» **TASK DESCRIPTION**
Retype the material, please. Every line must match.

» **PROVIDED MATERIAL**
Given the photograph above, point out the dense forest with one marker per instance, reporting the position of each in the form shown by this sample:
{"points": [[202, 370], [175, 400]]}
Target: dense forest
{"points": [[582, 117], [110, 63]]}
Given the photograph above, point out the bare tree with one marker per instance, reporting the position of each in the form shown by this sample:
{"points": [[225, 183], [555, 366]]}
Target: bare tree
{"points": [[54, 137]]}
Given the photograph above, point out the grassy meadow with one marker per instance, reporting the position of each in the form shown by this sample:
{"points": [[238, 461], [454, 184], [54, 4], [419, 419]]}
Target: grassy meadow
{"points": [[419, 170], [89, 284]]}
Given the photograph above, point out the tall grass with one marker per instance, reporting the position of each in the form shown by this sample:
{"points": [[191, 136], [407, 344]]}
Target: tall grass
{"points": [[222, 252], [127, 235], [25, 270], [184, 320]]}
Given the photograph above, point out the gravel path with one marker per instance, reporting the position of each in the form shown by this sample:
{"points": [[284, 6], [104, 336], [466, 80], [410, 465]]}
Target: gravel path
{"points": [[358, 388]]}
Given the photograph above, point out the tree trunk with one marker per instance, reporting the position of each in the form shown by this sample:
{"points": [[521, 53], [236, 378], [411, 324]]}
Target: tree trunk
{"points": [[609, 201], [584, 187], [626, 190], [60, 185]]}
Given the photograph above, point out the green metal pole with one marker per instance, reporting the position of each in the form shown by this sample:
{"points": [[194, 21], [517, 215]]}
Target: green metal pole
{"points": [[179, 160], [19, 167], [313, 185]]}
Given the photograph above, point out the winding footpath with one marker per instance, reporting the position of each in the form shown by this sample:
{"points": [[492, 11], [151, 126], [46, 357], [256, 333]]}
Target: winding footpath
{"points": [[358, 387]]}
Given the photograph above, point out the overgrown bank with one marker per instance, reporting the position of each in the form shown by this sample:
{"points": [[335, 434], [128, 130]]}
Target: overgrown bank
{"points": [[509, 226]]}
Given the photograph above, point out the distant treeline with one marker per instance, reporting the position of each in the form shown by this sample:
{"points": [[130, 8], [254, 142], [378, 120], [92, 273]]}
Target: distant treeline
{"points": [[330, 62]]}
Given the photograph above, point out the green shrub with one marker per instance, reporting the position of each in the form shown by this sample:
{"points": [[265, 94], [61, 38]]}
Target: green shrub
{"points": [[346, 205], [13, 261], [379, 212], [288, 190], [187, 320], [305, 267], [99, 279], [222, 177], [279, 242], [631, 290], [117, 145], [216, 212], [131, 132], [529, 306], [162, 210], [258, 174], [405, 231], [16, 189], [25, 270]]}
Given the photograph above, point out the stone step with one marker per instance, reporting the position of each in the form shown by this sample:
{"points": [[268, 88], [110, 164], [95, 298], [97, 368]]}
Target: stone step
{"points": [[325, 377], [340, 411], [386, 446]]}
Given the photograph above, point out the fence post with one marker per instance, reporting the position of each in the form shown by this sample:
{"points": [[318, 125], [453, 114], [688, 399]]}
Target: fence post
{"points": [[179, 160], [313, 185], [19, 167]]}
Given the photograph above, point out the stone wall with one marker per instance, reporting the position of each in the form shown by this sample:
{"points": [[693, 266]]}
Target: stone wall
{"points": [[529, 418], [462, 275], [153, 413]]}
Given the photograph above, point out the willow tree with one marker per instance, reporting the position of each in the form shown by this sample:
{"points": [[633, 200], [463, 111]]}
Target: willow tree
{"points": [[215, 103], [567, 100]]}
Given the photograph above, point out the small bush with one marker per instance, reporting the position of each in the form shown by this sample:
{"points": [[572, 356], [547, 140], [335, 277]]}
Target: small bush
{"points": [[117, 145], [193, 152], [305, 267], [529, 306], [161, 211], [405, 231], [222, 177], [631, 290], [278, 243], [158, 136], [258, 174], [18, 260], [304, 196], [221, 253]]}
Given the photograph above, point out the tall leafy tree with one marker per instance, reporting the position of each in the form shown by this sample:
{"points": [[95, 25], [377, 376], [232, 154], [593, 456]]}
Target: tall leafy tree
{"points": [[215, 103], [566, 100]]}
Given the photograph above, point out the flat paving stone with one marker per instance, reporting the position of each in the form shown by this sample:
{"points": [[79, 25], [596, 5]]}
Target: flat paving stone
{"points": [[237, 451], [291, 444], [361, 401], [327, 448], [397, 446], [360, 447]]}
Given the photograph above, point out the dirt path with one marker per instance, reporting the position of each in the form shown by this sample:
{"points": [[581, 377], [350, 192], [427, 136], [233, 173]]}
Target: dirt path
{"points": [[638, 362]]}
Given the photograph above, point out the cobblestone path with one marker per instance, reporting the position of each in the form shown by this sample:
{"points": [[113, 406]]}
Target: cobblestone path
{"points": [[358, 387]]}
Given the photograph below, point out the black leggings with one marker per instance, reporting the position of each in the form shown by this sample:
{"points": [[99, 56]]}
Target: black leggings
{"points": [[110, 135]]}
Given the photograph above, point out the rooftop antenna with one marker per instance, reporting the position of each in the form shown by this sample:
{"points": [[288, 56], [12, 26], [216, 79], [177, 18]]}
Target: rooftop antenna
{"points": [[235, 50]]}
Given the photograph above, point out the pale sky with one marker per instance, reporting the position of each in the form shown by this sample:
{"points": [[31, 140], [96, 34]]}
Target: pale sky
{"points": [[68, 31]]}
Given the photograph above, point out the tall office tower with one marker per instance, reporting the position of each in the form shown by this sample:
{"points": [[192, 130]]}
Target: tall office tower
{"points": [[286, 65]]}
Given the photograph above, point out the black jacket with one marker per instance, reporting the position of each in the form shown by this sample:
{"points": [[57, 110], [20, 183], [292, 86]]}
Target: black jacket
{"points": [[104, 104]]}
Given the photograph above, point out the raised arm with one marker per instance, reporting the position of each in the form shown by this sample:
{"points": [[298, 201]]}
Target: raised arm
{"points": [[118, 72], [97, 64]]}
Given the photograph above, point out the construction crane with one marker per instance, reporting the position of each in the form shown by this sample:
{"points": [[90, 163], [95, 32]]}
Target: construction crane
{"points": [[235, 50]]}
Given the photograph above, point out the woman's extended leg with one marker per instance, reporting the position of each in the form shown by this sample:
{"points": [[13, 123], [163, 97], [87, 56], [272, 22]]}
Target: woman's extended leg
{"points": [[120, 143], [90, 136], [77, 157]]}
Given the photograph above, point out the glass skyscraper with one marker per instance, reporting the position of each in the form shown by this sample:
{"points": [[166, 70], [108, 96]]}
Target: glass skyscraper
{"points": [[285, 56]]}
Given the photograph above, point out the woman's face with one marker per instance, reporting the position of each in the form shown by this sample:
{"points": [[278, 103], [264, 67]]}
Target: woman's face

» **RESPONSE TO THE EXERCISE**
Given the photograph above, point out the dense forest with one marker per instance, reporting the position of each in the form shown by this sample:
{"points": [[202, 370], [175, 400]]}
Target: dense forest
{"points": [[582, 117], [110, 63]]}
Given the photograph above, point out the bare tree with one marker per instance, reporting the position of each in the form shown by this sample:
{"points": [[225, 183], [555, 366]]}
Target: bare tree
{"points": [[54, 137]]}
Given the photograph above, point out the grassy meadow with one marker per instance, reporting the position of each in the form shown by this sample:
{"points": [[238, 461], [454, 184], [54, 4], [419, 419]]}
Target: grassy meadow
{"points": [[419, 170], [89, 284]]}
Given the photograph above, point out the tall grass with one marker per instance, reporting the position of each in the form shown by this sample:
{"points": [[191, 136], [407, 344]]}
Target: tall grass
{"points": [[222, 252], [127, 235], [25, 270], [184, 320]]}
Given the photograph above, point out the gravel path with one marker per instance, reporting the position of each in the form shown by this sample:
{"points": [[284, 6], [104, 336], [466, 80], [410, 465]]}
Target: gravel path
{"points": [[358, 388]]}
Given the photograph above, point out the tree trunk with one marker per instance, reporting the position of each in the form shown by this sample:
{"points": [[521, 53], [236, 378], [411, 324]]}
Target: tree trunk
{"points": [[609, 201], [584, 187], [626, 190], [60, 185]]}
Given the photograph above, point out the green metal pole with one marker per instance, reporting the position of each in the form shown by this sample:
{"points": [[194, 21], [517, 215]]}
Target: green metal pole
{"points": [[179, 160], [19, 167], [313, 185]]}
Given the photograph above, point out the winding footpath with one marker per instance, reporting the position of each in the form shown by this sample:
{"points": [[492, 11], [151, 126], [46, 357], [256, 333]]}
Target: winding footpath
{"points": [[358, 387]]}
Given the photograph above, point out the overgrown bank with one marker per instance, reporting the position of each in the form shown by this sample:
{"points": [[335, 434], [128, 130]]}
Target: overgrown bank
{"points": [[509, 226]]}
Given the photograph above, point out the distant treeline with one marker per instance, reporting the position of each in the form shown by this sample:
{"points": [[130, 8], [254, 142], [378, 120], [92, 273]]}
Target: distant treeline
{"points": [[330, 62]]}
Given the photograph above, point out the green shrub with one marker per instance, reporting the position of each in the form shown by this sample:
{"points": [[265, 94], [61, 38]]}
Target: green shrub
{"points": [[346, 205], [13, 261], [379, 212], [288, 190], [187, 320], [305, 267], [99, 279], [222, 177], [279, 242], [631, 290], [117, 145], [216, 212], [131, 132], [529, 306], [162, 210], [258, 174], [405, 231], [16, 189], [25, 270]]}
Given the photograph above, point out the stone step with one marker per instance, reporting the position of each in the form shown by this sample:
{"points": [[268, 88], [110, 164], [95, 298], [97, 368]]}
Target: stone step
{"points": [[325, 377], [340, 411], [386, 446]]}
Given the photograph above, point out the fence post with one marker per instance, reporting the position of each in the form shown by this sample:
{"points": [[318, 125], [453, 114], [688, 399]]}
Target: fence post
{"points": [[179, 160], [313, 185], [19, 167]]}
Given the photograph above, point out the stone wall with one marker per instance, reporting the position of each in the form shown by this sample:
{"points": [[693, 266]]}
Target: stone wall
{"points": [[529, 418], [462, 275], [153, 413]]}
Given the photograph above, point out the willow tree with one marker per instance, reporting the position of each in the form shown by this sample:
{"points": [[633, 200], [463, 111]]}
Target: willow tree
{"points": [[215, 103], [567, 100]]}
Given the photograph above, point out the small bush with one marker per instance, reporting the position of each in the form shown by this sample:
{"points": [[572, 356], [547, 140], [335, 277]]}
Target: small bush
{"points": [[117, 145], [193, 152], [305, 267], [529, 306], [161, 211], [405, 231], [222, 177], [631, 290], [278, 243], [158, 136], [258, 174], [18, 260], [304, 196], [221, 253]]}
Given the photograph above, point out the tall leafy tree with one marker per instance, reporting the position of each in the form shown by this sample:
{"points": [[95, 25], [377, 376], [232, 154], [593, 456]]}
Target: tall leafy tree
{"points": [[215, 103], [566, 100]]}
Given the photograph above, point out the flat paving stone with one marker per instance, reporting the position of each in the form shown by this sample:
{"points": [[79, 25], [596, 5]]}
Target: flat paving stone
{"points": [[237, 451], [291, 444], [361, 401], [327, 448], [397, 446], [360, 447]]}
Given the photograph above, point out the dirt path with one marker per instance, reporting the position of each in the form shown by this sample:
{"points": [[581, 377], [350, 192], [427, 136], [233, 173]]}
Target: dirt path
{"points": [[638, 362]]}
Given the photograph above, point out the cobblestone path with one marker per instance, reporting the position of each in the form shown by this sample:
{"points": [[113, 406]]}
Target: cobblestone path
{"points": [[358, 387]]}
Given the photograph below, point out the black leggings with one marker per instance, reporting the position of each in the form shown by this sample:
{"points": [[99, 56]]}
Target: black leggings
{"points": [[110, 135]]}
Given the photograph above, point out the rooftop antenna with one marker per instance, reporting the position of each in the form shown by this sample:
{"points": [[288, 56], [12, 26], [216, 79], [177, 18]]}
Target: rooftop antenna
{"points": [[235, 50]]}
Given the photograph above, point out the pale sky with one marker per instance, reporting the position of each in the form shown by this sample:
{"points": [[31, 140], [96, 34]]}
Target: pale sky
{"points": [[68, 31]]}
Given the photograph above, point out the tall office tower with one marker per instance, reporting the position of each in the form shown by this sample:
{"points": [[192, 130]]}
Target: tall office tower
{"points": [[286, 65]]}
Given the photograph above, point out the black jacket with one marker per instance, reporting the position of each in the form shown by this sample:
{"points": [[57, 110], [20, 183], [292, 86]]}
Target: black jacket
{"points": [[104, 104]]}
Given the photograph above, point out the raised arm with one marker per instance, reporting the position of each in the form shown by this sample:
{"points": [[298, 201]]}
Target: raised arm
{"points": [[118, 72], [97, 64]]}
Given the photograph above, point out the construction crane with one marker per instance, reporting the position of each in the form shown by this sample:
{"points": [[90, 163], [95, 32]]}
Target: construction crane
{"points": [[235, 50]]}
Given the photograph above, point out the woman's extended leg with one marker per instance, reporting the position of each in the form shown by this sample:
{"points": [[13, 123], [163, 97], [87, 56], [272, 22]]}
Target: woman's extended leg
{"points": [[120, 143], [90, 136], [77, 157]]}
Given the photograph above, point out the glass skyscraper with one marker per instance, reporting the position of each in the form shown by this sample:
{"points": [[166, 70], [108, 96]]}
Target: glass skyscraper
{"points": [[285, 56]]}
Given the photograph above, point out the woman's face with one marker per instance, reporting the position of each in the form shown by this sample:
{"points": [[278, 103], [264, 67]]}
Target: woman's face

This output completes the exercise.